Task prompt - Below are some records. Return exactly the lines from the one with "In this photo, where can the palm" to the one with "Target: apartment building", and nothing else.

───── Raw data ─────

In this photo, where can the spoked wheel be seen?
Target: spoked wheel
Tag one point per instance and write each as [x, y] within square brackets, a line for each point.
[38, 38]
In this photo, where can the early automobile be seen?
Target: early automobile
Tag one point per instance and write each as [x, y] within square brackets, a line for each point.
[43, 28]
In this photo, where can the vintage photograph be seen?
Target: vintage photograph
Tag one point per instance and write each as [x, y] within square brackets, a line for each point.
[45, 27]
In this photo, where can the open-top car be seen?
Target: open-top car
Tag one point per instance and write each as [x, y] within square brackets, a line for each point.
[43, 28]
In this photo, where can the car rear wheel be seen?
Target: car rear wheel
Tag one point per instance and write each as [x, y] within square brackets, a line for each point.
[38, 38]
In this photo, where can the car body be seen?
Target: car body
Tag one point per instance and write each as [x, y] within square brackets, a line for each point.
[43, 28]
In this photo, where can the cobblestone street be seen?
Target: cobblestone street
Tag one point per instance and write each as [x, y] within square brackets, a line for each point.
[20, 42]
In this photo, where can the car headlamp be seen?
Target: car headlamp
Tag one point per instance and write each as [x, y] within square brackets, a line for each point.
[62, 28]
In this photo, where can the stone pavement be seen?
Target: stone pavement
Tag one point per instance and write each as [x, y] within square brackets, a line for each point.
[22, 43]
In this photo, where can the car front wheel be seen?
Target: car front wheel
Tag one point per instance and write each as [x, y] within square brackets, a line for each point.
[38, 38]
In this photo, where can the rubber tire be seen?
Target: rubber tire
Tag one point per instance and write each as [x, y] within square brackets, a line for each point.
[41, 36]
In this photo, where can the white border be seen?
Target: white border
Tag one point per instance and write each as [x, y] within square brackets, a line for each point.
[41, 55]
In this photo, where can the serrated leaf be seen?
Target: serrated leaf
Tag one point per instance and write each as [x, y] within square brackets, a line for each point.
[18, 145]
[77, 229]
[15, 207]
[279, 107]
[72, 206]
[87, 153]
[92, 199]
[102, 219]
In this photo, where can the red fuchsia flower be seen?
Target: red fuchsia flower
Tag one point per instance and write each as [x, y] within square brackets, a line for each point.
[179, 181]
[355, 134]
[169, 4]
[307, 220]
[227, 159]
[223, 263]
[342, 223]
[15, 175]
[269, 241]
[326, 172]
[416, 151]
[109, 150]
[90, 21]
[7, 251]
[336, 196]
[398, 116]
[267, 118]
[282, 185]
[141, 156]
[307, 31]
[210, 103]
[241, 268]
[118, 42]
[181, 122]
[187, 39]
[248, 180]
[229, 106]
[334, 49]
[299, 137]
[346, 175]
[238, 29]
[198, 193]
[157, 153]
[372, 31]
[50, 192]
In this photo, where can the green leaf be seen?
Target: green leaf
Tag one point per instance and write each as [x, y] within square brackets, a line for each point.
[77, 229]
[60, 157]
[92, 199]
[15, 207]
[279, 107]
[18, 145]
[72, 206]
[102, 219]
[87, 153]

─────
───── Raw data ─────

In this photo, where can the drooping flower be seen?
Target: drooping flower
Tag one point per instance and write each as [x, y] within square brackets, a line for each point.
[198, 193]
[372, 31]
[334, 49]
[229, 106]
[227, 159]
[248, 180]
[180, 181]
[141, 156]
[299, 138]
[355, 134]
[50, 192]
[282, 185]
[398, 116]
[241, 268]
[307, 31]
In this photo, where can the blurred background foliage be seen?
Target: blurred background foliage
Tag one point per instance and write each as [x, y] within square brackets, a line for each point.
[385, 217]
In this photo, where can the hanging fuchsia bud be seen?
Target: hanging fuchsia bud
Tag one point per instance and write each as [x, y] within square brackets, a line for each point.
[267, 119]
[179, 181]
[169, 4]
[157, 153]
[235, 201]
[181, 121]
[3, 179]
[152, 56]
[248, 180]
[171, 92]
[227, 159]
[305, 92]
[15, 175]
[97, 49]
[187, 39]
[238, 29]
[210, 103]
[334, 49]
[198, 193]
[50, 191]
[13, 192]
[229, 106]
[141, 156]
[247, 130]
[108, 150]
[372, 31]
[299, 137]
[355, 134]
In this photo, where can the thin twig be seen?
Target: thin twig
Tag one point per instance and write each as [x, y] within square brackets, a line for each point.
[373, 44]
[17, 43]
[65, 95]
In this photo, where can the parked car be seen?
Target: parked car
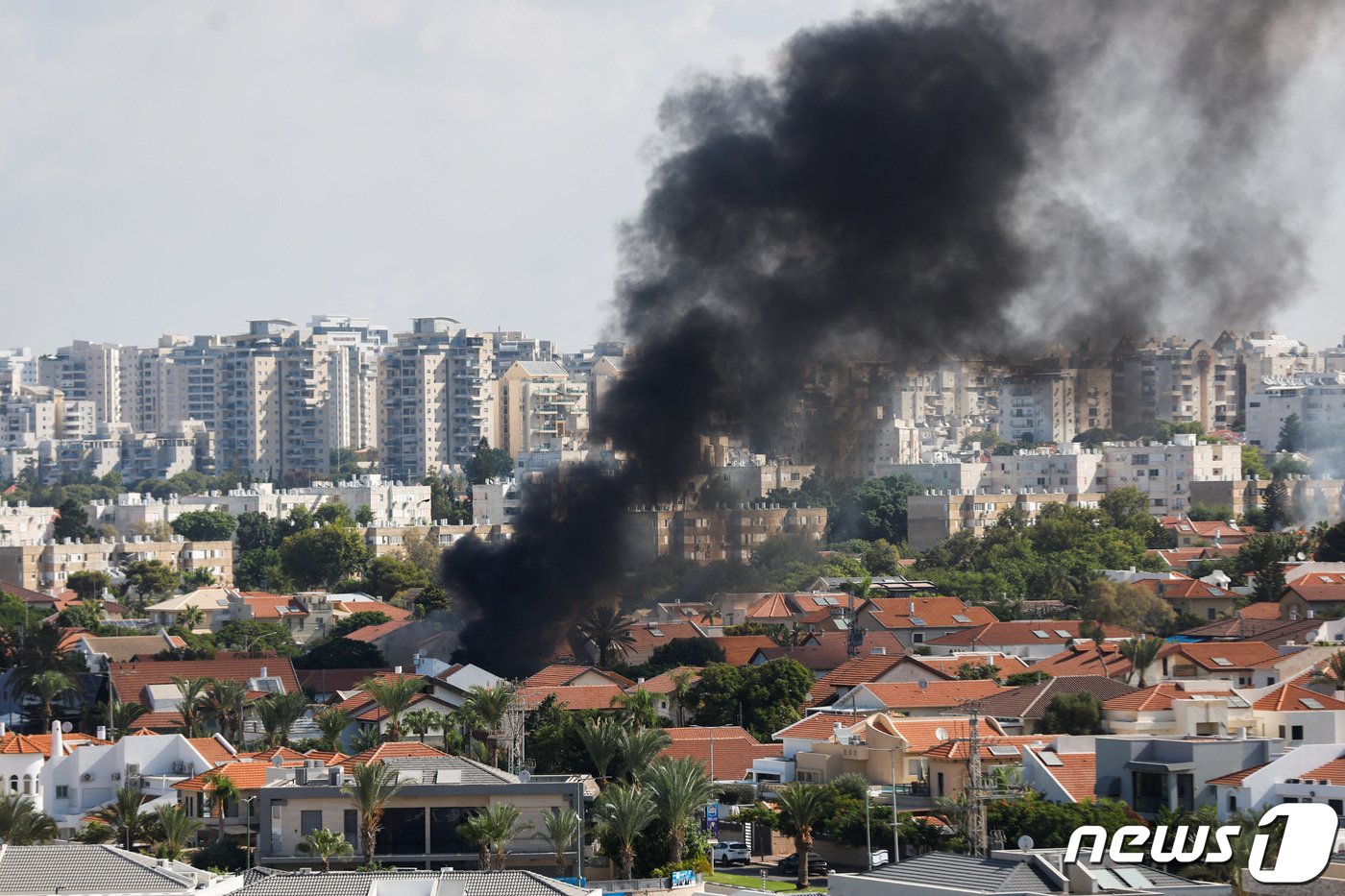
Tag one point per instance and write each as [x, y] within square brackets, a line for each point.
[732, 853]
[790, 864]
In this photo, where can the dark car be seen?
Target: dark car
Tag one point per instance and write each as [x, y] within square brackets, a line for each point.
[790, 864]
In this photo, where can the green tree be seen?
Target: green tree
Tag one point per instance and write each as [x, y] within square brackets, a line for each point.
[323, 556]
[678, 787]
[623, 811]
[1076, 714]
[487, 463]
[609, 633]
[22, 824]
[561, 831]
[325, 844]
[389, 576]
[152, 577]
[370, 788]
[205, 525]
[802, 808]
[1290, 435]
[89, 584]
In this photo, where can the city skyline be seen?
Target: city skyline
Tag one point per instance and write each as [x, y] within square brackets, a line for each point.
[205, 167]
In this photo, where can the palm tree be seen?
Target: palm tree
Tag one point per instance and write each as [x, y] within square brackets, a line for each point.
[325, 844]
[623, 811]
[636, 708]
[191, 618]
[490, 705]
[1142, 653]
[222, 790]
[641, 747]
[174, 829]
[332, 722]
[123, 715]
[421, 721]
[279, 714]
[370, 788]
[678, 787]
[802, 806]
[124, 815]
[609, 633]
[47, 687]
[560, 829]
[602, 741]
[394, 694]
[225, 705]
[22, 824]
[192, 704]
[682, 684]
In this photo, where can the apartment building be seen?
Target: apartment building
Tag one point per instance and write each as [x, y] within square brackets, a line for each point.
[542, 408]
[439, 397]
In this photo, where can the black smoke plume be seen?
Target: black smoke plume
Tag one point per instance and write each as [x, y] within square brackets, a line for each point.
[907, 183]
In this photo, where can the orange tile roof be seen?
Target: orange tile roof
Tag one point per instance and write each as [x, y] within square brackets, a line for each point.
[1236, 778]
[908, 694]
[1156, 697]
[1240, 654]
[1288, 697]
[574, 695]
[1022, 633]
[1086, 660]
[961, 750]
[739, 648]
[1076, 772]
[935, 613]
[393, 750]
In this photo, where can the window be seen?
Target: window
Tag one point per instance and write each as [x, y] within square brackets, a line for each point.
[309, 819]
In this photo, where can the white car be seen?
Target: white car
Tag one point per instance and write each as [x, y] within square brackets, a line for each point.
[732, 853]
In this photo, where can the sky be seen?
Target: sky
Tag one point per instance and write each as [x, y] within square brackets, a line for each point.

─────
───── Raw data ─────

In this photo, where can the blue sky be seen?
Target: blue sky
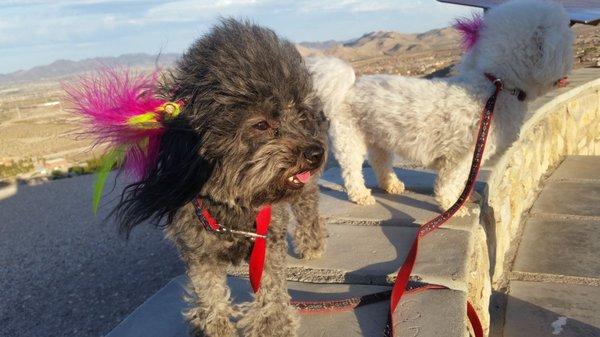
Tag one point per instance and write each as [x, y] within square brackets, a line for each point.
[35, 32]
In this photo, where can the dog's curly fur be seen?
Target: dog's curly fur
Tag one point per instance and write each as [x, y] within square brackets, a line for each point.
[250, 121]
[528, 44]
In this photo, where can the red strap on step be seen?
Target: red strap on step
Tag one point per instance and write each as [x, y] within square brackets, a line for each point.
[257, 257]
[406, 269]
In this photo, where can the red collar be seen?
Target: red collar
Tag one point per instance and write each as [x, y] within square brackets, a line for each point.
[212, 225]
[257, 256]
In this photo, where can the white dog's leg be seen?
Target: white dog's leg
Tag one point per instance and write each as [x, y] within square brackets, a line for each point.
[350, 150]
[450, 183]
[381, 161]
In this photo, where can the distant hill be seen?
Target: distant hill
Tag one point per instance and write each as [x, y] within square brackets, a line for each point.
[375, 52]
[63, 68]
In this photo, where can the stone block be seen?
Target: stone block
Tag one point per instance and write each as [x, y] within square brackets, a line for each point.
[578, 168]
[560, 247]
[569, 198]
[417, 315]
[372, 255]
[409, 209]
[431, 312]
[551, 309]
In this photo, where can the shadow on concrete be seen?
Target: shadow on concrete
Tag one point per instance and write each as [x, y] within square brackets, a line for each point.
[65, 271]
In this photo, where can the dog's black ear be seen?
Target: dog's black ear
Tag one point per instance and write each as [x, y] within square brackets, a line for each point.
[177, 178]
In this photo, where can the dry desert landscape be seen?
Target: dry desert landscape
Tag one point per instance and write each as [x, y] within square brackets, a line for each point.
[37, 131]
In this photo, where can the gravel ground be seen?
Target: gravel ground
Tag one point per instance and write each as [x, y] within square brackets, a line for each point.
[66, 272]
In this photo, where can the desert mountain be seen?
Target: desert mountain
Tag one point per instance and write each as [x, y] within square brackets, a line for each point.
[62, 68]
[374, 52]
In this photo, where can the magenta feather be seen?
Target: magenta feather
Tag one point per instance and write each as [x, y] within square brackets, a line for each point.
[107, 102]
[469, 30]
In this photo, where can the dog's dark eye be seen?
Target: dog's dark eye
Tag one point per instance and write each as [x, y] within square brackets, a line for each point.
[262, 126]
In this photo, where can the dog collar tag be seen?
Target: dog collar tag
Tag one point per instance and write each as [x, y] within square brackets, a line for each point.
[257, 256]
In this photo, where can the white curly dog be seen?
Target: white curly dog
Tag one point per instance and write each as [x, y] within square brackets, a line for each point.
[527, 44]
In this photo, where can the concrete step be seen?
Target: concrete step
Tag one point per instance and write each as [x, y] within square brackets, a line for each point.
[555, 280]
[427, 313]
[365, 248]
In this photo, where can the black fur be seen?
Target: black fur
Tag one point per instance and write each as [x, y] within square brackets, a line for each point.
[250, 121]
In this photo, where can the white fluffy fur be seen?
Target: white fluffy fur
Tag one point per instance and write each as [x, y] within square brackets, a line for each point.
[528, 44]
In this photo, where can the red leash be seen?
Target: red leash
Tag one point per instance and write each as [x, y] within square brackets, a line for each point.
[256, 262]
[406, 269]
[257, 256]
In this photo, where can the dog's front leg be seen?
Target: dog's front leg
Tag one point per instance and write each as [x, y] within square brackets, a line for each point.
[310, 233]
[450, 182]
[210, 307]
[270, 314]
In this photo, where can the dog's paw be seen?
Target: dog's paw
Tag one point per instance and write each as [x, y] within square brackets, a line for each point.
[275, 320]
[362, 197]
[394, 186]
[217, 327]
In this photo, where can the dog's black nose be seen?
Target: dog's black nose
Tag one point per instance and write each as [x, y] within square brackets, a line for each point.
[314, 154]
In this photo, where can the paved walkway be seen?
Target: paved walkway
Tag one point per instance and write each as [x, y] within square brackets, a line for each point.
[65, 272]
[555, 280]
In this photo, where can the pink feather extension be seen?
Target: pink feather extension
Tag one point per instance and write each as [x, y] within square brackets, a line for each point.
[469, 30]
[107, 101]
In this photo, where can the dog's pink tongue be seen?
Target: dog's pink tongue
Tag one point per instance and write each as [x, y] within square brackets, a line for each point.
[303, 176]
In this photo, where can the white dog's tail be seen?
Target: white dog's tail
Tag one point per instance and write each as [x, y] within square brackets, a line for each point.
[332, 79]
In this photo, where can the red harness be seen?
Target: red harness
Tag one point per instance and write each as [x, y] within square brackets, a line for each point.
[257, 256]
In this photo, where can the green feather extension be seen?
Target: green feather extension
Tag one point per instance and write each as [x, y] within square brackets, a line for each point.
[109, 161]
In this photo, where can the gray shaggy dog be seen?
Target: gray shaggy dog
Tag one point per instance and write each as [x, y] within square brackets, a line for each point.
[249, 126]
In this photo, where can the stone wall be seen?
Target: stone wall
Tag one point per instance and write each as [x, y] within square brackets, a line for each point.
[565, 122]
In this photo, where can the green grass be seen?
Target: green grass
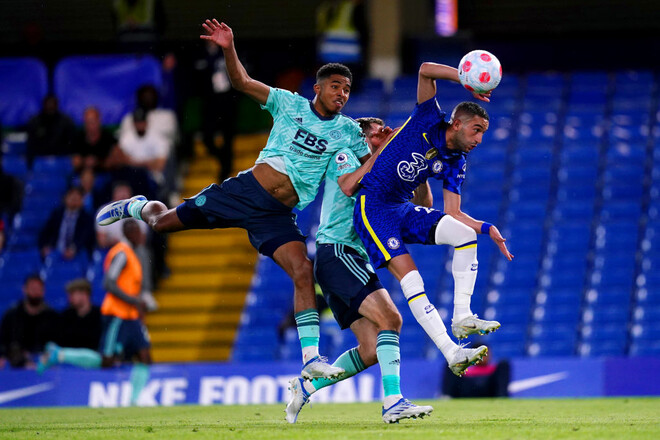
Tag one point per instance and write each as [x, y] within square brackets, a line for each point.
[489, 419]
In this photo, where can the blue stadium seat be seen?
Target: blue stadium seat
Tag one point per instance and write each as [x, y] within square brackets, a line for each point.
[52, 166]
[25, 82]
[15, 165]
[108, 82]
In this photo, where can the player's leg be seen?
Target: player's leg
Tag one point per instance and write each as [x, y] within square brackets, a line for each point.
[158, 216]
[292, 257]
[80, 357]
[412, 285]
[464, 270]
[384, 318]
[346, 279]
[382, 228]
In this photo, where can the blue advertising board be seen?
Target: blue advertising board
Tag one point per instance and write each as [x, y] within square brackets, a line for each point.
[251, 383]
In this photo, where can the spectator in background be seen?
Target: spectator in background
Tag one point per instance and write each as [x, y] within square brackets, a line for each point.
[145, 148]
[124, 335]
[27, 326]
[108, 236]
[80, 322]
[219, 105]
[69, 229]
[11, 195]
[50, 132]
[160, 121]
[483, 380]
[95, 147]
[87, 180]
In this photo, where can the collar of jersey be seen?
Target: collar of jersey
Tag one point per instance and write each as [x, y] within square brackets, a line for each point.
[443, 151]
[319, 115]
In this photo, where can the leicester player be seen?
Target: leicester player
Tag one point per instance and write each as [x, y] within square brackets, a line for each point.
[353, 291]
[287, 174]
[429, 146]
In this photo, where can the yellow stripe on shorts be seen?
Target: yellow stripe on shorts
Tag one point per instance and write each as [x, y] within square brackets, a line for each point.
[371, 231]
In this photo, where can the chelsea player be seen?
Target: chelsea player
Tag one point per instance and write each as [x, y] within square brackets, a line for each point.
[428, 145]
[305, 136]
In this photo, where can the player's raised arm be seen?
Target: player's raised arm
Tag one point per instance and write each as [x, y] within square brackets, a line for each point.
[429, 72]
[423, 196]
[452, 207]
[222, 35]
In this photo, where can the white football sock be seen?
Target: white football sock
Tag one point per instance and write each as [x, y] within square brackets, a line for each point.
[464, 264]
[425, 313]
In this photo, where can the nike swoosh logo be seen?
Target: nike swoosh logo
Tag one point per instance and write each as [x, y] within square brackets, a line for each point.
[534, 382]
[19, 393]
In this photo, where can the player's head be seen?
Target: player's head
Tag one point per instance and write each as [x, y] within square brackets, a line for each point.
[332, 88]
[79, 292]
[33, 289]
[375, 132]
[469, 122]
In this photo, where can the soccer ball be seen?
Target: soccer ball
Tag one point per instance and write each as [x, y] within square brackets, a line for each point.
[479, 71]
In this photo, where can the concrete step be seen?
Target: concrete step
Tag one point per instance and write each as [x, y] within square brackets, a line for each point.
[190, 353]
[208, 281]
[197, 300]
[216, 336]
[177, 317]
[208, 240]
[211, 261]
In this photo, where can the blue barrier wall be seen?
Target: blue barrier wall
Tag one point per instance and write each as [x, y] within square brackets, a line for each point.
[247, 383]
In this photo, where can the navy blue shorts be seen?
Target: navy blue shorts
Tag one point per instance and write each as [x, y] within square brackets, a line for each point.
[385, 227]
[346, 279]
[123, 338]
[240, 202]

─────

Worked solution -
In this photo, where can the palm tree be seen?
Target: palm tree
Tag one point per instance and write each as [x, y] within square brackets, a line for each point.
[325, 844]
[623, 811]
[636, 708]
[191, 618]
[490, 705]
[1142, 653]
[222, 790]
[641, 747]
[174, 829]
[332, 722]
[123, 715]
[421, 721]
[279, 714]
[370, 788]
[678, 787]
[802, 806]
[124, 815]
[609, 633]
[47, 687]
[560, 829]
[602, 741]
[394, 694]
[225, 705]
[22, 824]
[192, 704]
[682, 684]
In this photo, where can the apartment building be seen?
Target: apartment building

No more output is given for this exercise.